══ Data for this exercise ══
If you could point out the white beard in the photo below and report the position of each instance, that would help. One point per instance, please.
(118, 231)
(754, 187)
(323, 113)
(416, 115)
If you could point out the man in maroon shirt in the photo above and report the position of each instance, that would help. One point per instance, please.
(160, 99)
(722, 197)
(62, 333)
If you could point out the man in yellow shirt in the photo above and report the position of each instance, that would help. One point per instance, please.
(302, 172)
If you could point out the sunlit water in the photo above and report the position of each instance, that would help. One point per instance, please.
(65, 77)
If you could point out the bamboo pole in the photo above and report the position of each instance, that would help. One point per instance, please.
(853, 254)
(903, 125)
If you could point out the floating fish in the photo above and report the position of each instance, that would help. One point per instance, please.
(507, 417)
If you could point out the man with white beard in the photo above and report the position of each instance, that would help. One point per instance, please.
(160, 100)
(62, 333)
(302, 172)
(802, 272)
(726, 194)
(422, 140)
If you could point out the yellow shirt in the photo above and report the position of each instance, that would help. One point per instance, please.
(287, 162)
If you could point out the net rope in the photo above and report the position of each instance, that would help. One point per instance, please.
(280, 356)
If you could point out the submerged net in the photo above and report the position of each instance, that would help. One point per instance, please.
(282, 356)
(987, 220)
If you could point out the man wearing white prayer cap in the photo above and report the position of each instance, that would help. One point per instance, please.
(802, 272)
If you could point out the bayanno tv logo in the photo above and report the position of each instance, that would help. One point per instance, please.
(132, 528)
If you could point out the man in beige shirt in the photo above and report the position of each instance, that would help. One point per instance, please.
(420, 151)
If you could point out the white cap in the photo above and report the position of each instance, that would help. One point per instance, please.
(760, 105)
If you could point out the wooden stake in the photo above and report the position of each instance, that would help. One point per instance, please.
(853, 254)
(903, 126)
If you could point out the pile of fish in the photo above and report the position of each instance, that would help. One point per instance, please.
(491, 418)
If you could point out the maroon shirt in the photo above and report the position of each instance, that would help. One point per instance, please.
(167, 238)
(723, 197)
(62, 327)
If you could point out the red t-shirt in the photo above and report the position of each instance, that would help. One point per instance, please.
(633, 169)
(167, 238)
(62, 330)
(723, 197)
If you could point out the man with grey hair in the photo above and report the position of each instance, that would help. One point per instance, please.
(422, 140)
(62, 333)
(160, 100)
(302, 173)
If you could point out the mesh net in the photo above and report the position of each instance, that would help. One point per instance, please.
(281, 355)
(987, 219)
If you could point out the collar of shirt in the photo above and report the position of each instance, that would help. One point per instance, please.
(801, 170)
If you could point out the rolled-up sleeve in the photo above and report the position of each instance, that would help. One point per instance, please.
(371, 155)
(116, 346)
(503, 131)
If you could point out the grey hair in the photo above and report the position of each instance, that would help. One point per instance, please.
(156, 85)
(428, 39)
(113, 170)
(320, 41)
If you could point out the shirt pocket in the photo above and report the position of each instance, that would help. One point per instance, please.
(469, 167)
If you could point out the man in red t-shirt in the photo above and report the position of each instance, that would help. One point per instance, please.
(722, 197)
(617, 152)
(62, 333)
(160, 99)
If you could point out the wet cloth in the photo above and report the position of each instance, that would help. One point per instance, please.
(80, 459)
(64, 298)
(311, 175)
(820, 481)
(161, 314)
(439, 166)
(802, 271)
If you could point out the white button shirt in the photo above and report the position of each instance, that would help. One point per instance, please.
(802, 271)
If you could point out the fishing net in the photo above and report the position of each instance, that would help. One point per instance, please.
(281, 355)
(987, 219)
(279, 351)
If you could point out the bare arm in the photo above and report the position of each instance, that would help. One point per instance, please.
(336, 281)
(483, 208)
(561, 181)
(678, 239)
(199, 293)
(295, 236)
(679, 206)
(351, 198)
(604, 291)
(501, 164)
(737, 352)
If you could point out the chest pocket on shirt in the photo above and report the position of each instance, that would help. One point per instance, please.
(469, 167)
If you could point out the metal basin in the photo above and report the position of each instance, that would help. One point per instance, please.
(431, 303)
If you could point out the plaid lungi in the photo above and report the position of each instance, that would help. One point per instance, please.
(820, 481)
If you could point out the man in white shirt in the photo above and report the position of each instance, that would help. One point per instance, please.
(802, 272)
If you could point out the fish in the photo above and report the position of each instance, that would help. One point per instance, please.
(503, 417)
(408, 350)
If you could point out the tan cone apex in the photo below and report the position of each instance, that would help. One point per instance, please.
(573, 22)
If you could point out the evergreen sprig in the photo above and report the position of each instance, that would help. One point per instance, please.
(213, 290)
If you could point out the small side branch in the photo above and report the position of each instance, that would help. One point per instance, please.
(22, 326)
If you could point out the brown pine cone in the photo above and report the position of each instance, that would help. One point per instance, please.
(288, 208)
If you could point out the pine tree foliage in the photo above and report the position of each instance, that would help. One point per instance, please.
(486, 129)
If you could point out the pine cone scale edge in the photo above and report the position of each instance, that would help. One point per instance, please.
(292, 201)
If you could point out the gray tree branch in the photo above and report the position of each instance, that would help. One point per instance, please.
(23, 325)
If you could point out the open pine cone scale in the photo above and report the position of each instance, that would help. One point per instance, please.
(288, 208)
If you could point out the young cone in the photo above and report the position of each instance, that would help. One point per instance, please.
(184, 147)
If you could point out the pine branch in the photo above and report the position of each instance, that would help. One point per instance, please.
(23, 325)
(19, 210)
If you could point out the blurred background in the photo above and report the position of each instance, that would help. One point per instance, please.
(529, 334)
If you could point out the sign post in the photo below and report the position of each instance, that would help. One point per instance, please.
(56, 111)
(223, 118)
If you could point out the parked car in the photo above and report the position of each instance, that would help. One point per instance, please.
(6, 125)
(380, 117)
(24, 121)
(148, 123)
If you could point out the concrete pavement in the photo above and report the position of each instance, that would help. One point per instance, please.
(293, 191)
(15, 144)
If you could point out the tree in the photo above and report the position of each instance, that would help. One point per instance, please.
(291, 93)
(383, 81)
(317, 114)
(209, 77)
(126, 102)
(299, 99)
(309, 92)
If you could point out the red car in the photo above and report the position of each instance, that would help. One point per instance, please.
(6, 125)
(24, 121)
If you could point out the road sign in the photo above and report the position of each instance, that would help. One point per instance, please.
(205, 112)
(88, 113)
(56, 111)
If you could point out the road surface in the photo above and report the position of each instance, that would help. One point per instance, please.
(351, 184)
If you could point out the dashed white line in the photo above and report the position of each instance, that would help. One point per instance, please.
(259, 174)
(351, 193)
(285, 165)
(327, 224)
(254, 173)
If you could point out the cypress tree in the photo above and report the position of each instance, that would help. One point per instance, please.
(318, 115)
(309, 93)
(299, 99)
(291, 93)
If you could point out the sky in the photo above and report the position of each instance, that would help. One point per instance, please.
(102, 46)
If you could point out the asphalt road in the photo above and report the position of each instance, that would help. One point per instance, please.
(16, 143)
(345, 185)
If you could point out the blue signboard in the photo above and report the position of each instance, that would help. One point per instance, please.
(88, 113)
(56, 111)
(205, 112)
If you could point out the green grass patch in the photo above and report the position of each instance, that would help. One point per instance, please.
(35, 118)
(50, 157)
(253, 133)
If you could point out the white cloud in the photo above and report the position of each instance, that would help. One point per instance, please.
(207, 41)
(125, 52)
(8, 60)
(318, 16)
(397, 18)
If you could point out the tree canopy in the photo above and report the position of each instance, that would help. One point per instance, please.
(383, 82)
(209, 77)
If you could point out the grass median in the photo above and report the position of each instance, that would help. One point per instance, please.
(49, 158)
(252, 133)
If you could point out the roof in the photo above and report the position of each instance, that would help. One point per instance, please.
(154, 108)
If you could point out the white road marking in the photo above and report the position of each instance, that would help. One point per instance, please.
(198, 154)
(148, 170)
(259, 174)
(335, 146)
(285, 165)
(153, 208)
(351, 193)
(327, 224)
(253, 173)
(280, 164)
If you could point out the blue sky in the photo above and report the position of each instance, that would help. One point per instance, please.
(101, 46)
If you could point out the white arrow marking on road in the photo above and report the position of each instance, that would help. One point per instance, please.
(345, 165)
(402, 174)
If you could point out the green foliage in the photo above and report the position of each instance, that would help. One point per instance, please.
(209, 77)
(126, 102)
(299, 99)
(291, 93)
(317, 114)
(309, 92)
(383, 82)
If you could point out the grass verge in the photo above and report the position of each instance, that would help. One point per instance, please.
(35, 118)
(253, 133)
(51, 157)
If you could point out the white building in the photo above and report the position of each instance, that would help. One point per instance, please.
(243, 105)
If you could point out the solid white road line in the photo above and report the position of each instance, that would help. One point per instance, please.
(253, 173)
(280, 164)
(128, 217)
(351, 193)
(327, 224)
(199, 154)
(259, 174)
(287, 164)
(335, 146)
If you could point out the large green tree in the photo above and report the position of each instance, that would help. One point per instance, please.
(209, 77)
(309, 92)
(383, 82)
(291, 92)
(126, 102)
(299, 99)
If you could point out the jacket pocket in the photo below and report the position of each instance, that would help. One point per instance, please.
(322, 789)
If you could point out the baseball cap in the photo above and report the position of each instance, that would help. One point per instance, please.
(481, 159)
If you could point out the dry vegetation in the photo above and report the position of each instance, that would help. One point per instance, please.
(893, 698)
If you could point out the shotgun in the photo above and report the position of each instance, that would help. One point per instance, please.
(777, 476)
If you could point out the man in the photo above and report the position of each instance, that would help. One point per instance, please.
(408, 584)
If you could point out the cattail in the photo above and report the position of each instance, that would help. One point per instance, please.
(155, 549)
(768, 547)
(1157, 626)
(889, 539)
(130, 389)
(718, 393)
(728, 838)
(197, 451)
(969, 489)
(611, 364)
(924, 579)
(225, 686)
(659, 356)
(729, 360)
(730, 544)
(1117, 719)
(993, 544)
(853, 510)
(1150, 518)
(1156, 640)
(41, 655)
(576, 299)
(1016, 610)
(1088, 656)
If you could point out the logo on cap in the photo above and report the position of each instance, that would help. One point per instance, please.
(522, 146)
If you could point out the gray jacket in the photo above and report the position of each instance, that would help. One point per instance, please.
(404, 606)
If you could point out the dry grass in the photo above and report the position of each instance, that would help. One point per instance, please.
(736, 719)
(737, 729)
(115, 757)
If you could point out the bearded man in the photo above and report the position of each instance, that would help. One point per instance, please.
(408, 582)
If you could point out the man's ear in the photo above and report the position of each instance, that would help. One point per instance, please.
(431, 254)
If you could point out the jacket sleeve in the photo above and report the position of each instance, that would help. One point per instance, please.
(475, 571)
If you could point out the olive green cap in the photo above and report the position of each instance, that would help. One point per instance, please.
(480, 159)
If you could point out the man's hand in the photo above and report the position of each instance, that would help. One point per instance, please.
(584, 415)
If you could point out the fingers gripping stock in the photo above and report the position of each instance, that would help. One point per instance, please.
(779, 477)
═══
Exercise prompt
Reproduce, word for word, every line starting at the line that contains "If you could point out the bearded" and ending with the final line of the entries.

Output
If you could point out the bearded man in the photo above and report the position of each instance, that would help. One point per instance, please.
(408, 582)
If you could point out the man's ear in the photo above and report the position of each instance, that would help. One point per instance, please.
(431, 254)
If you could point out the jacket sleeve in the photo above and report the position of each instance, that would help. One point per instance, please.
(475, 571)
If you could point out the olive green cap in the photo above and report the position of each instance, that would help. One point per instance, please.
(480, 159)
If you could point out the man's hand in the photo above and report the position of each instance, that would help. One point per instance, please.
(584, 415)
If you could point out the fingers gripping stock in the photo above and report the position of each instance, that would help. One point per instance, please.
(779, 477)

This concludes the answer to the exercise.